• _WRITTEN INSTRUCTION_: Copy out word for word every line of the items, from the line containing "Identify one point on each instance of the elderly" through the last line, including both.

• _ENTRIES SHOWN_:
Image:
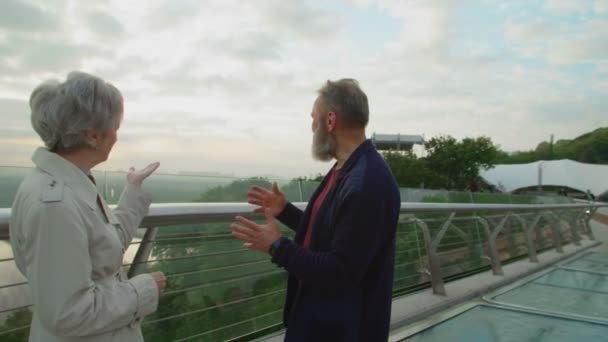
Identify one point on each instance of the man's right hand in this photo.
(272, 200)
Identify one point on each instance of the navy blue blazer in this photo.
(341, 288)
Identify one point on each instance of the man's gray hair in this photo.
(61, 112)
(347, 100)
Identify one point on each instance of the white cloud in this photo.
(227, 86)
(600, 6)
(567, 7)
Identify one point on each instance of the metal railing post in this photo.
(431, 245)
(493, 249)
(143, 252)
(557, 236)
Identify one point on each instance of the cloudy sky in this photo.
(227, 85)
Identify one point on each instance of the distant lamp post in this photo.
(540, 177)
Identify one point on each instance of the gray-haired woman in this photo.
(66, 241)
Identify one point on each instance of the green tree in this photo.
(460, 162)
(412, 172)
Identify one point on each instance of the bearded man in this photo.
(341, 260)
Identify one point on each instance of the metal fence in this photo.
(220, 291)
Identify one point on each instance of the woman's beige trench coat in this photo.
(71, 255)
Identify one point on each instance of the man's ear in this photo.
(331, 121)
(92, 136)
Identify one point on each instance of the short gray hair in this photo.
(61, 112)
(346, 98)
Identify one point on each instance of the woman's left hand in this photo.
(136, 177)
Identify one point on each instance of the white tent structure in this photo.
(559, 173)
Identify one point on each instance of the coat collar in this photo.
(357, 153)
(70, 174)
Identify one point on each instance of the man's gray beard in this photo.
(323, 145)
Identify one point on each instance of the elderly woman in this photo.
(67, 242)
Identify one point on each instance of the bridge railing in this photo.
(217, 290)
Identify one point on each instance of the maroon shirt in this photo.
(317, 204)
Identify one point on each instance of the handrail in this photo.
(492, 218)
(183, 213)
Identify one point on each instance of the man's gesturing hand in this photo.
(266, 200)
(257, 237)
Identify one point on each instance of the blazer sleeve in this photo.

• _SOLVED PROBLEM_:
Identify one point on each instance of the elderly woman in this photo.
(67, 242)
Identify one point on each instance of the bridge railing in this photo.
(217, 290)
Identify one point on each instance of the maroon shirt in this photo.
(317, 204)
Identify one point on each instance of the handrail in this photo.
(492, 218)
(183, 213)
Identify one point on each instance of the man's gesturing hand in this photo.
(266, 200)
(257, 237)
Identify one point on each instance of the blazer sleeve in this photo.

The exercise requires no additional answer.